**Text to read**
While most of us would love to live ‘off the grid’, sadly it isn’t always possible. There are lots of ideas throughout my website to help you reduce your consumption of mains electricity and gas. If only we could stop the energy suppliers putting the costs up! Lots of you have had big energy expenses again this winter. I’ve decided to do a little research about what you can do if you’re unhappy with your latest energy bill.
Mistake with the meter reading? – If you are unhappy with a bill, start by checking your meter readings. It is rare to find an error, but they can occur. If your meter reading is wrong, take a photo of it and phone your energy supplier’s customer helpline. They will adjust your account and send you a revised bill. Some people are lucky enough to have smart meters that send out accurate readings automatically. Most energy companies are trying to roll out the installation of smart meters. You could ask your supplier when yours may be due for this important upgrade.

**Data shown**
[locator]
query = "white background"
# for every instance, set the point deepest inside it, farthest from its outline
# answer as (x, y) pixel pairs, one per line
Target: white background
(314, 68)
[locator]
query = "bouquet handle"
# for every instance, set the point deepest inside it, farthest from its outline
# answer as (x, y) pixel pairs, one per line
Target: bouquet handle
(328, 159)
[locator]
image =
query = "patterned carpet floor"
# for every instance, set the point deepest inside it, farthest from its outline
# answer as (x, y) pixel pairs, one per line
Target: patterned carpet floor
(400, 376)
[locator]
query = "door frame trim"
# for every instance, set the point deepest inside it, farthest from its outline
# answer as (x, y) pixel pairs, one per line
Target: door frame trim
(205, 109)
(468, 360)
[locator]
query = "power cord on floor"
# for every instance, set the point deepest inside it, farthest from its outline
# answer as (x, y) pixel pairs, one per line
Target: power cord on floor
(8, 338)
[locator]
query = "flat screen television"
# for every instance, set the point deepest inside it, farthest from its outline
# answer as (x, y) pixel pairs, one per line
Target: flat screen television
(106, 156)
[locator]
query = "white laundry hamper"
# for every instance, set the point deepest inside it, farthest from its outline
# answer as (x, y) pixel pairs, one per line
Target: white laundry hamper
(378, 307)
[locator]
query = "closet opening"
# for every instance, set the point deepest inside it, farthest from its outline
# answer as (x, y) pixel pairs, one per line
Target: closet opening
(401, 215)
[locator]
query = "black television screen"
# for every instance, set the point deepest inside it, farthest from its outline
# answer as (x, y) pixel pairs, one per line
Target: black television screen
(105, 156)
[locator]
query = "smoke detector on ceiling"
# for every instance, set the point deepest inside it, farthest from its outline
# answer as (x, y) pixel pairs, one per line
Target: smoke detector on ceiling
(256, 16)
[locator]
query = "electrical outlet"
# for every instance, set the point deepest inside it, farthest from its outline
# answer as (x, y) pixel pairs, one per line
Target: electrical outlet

**Tasks to perform**
1. Transcribe the energy bill text from "While most of" to "latest energy bill.".
2. Answer these questions using the energy bill text.
(a) What does the writer say most of us would love to do?
(b) What two things should you do if your meter reading is wrong?
(c) What will the energy supplier do after you report a wrong reading?
3. In the energy bill text, why are people with smart meters called lucky?
The data can be left aside.

**The responses**
1.
While most of us would love to live ‘off the grid’, sadly it isn’t always possible. There are lots of ideas throughout my website to help you reduce your consumption of mains electricity and gas. If only we could stop the energy suppliers putting the costs up! Lots of you have had big energy expenses again this winter. I’ve decided to do a little research about what you can do if you’re unhappy with your latest energy bill.

2.
(a) Live "off the grid."
(b) Take a photo of the meter reading and phone the energy supplier's customer helpline.
(c) Adjust your account and send you a revised bill.

3. They are called lucky because smart meters send out accurate readings automatically.